▸ **EXERCISE TEXT**:
· · · ·
Review by Bill Sherman
Published January 31, 2008

A sort of prequel to the popular graphic novel that also saw its way onto the big screen, 30 Days of Night: Red Snow (IDW) takes the original's basic conceit - vampires take advantage of the frozen north's long, long nights to wreak havoc on an isolated band of humans - and transplants it to WWII northern Russia. Written and illustrated by Ben Templesmith, the artist for Steve Niles' original 30 Days GN, Snow follows two squads of Nazi and Russian soldiers as they find themselves on the defensive from a band of rampaging blood-suckers.

The Nazis, led by a typically ruthless SS Division leader named Hoeppner, are all vicious bastards, of course. Not too many pages into the story, in fact, the squad is shown slaughtering and setting fire to an isolated Slavic village. "They're bred for dying, eh?" one Nazi says of their victims, a remark that we already know will also reflect the thoughts of vampires toward their human victims.

The Germans’ reluctant Russian allies are accompanied by a sardonic Englishman named Keating, who is meant to be our gateway to this harsh Winter wartime world. The lone voice of reason - it's Keating who suggests that both squads join together temporarily to stave off the vampires - he's the closest thing to a central protagonist that the story has, though Templesmith the writer isn't all that interested in providing us with enough character moments to more firmly place the Britisher into story center. What he's mainly invested in is mood and splattery gore.

This, Red Snow provides in abundance, thank you very much. Templesmith's computer generated color washes - primarily composed of dark blues (exterior winter shots) and browns (for ill-lit cabin interiors) broken up with splashes of red - and Steadman-esque pen lines serves his purposes well. Early in the story, there's a wonderful moment where one of the Nazi soldiers, spying a young girl vampire in the distance, shoots and knocks her down. In long shot, we see her shadowy silhouette through the snow-flecked darkness as it gets back up to come after the soldiers.

If the artist's close-ups of the vamps - dominated by large suckery mouths that are ringed with fangs - look more videogame than gothic, that's a legacy of the first Niles-scripted 30 Days, which took some of its story and visual oomph from John Carpenter's remake of The Thing. There's a panel in the new book, depicting a vampire with a maw large enough to swallow a German soldier's entire face, that's more than a little reminiscent of The Thing's Rob Bottin-created creature, though readers of the Japanese manga Parasyte will also likely key into this image.
· · · ·
▸ **GIVEN DATA**:
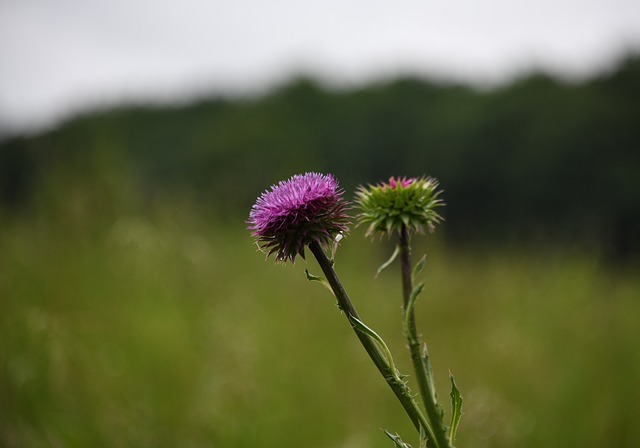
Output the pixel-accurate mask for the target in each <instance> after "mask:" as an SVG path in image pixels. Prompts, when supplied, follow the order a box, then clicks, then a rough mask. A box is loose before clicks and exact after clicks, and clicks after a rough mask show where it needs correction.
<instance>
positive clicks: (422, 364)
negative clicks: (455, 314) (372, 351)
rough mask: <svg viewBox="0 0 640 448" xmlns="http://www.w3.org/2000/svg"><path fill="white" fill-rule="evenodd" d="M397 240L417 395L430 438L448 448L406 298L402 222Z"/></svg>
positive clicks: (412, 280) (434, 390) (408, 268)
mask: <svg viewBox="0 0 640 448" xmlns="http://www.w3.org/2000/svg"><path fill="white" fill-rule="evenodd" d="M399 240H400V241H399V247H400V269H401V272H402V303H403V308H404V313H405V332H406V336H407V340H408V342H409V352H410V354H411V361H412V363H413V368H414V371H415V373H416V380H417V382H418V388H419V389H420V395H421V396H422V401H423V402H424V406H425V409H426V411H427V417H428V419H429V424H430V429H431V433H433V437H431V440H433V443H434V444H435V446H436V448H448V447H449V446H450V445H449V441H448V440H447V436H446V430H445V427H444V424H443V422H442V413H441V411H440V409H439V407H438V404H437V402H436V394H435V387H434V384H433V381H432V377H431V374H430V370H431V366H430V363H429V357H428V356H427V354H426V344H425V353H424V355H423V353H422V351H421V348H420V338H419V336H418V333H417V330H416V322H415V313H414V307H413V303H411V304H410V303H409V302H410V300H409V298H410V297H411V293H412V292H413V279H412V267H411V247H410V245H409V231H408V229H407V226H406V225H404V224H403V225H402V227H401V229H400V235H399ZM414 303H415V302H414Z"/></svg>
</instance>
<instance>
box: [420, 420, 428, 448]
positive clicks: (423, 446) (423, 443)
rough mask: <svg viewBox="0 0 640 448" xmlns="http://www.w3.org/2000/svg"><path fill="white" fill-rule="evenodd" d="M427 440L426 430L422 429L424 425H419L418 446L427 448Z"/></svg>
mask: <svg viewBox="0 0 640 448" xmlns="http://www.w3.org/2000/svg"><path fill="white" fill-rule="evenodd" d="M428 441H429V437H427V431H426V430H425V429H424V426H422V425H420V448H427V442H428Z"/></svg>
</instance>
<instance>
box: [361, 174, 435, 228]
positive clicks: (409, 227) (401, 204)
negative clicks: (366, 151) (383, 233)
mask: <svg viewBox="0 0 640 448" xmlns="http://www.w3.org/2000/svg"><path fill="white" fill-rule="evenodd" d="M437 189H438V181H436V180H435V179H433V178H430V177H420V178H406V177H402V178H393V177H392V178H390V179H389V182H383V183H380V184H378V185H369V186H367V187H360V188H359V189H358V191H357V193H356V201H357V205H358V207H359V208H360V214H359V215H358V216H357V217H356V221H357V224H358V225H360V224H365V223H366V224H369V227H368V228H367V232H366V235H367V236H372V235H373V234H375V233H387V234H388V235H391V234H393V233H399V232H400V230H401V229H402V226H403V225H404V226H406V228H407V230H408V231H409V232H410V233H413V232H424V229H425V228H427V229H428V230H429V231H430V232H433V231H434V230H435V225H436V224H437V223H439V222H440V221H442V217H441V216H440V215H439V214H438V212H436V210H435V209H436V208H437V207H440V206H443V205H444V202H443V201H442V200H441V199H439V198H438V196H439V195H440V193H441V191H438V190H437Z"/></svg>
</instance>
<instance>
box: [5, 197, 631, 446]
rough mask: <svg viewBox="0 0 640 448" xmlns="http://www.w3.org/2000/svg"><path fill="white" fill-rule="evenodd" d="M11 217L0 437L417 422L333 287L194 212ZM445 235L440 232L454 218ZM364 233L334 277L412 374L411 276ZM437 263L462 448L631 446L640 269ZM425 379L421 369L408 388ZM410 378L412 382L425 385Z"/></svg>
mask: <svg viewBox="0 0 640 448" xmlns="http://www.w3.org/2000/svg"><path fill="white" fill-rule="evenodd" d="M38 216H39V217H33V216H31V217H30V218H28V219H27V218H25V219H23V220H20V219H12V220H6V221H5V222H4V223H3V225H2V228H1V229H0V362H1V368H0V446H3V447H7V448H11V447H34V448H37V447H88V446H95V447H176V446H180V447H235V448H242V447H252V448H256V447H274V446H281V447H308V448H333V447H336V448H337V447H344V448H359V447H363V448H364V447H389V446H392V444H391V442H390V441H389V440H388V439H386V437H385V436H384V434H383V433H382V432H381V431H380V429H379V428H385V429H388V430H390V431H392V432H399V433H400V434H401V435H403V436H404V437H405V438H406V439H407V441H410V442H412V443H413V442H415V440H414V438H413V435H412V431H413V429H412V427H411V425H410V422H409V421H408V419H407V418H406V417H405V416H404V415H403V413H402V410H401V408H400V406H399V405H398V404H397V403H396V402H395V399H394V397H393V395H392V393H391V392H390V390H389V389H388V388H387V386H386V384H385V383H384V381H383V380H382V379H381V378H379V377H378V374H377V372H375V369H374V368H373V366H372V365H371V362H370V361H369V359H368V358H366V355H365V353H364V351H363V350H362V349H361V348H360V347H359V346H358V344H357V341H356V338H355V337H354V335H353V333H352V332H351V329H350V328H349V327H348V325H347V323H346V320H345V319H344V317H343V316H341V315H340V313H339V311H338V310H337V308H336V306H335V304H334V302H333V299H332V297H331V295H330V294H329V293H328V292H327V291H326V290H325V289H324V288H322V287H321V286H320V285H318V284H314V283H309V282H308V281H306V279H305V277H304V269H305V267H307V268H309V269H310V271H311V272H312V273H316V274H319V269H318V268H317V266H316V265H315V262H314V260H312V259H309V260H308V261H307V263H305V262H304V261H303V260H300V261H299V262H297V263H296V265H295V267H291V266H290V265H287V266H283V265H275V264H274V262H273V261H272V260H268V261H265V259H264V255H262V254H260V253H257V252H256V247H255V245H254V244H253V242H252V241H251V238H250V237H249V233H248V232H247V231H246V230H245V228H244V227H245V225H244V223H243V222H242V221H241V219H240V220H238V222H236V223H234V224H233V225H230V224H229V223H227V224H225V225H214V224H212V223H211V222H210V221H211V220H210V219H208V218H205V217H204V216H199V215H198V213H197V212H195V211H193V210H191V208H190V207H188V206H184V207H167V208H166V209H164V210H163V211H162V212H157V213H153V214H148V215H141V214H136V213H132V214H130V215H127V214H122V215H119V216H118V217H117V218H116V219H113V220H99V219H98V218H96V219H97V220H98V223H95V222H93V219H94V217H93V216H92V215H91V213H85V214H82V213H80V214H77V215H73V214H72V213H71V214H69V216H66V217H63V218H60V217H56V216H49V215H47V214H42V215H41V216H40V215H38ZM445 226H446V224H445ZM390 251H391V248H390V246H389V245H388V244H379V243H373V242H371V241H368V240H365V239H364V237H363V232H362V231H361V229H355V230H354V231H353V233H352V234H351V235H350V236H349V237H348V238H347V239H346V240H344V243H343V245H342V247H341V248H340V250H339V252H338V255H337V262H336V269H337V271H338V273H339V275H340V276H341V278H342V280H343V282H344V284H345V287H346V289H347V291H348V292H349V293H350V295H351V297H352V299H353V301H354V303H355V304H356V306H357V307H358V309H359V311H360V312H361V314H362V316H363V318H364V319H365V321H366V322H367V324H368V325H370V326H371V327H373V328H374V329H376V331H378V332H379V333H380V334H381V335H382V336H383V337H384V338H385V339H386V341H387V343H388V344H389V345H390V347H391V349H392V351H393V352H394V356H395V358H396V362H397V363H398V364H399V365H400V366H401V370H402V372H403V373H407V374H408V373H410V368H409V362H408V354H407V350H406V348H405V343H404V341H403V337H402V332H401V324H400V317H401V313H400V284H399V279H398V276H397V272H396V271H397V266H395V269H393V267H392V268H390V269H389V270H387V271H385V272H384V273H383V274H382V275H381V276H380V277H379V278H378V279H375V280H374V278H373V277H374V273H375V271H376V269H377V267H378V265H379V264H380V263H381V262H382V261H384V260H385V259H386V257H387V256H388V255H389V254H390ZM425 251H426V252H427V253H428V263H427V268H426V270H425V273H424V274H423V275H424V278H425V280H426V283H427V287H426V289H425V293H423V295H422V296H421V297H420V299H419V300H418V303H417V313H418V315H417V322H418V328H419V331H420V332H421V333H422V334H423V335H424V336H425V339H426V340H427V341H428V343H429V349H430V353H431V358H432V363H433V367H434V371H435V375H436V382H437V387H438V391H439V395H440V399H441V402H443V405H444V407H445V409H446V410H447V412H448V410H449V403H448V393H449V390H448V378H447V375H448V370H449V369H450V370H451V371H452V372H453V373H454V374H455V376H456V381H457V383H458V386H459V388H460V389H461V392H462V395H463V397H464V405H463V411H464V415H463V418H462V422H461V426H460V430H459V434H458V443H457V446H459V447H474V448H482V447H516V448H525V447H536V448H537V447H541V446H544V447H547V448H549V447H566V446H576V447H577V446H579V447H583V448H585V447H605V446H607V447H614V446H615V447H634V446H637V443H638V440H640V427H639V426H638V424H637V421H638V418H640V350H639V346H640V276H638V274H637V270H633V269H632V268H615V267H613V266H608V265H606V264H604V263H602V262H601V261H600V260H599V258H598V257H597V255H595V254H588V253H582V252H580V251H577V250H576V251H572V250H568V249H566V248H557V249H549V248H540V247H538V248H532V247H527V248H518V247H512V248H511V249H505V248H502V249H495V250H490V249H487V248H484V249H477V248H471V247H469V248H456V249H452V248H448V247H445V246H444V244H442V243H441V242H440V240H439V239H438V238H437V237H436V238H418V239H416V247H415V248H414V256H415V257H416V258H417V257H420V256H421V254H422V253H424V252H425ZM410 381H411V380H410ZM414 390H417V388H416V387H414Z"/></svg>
· · · ·
▸ **INSTRUCTIONS**:
A. Based on the Red Snow review, say whether each statement agrees with it. Answer yes or no for each, and quote the words that decide it.
(i) Red Snow is set in northern Russia during WWII.
(ii) Keating is a Russian soldier.
(iii) The color washes in Red Snow are painted by hand.
B. Answer these questions from the Red Snow review.
(i) Who leads the Nazis?
(ii) Whose remake of The Thing did the first 30 Days draw on?
(iii) What color is used for the ill-lit cabin interiors?
C. Extract the passage of the Red Snow review from "If the artist's" to "into this image.".
The entries play no part in this exercise.

▸ **YOUR RESPONSES**:
A.
(i) Yes: "transplants it to WWII northern Russia"
(ii) No: "a sardonic Englishman named Keating"
(iii) No: "Templesmith's computer generated color washes"

B.
(i) Hoeppner, an SS Division leader
(ii) John Carpenter's
(iii) Browns

C.
If the artist's close-ups of the vamps - dominated by large suckery mouths that are ringed with fangs - look more videogame than gothic, that's a legacy of the first Niles-scripted 30 Days, which took some of its story and visual oomph from John Carpenter's remake of The Thing. There's a panel in the new book, depicting a vampire with a maw large enough to swallow a German soldier's entire face, that's more than a little reminiscent of The Thing's Rob Bottin-created creature, though readers of the Japanese manga Parasyte will also likely key into this image.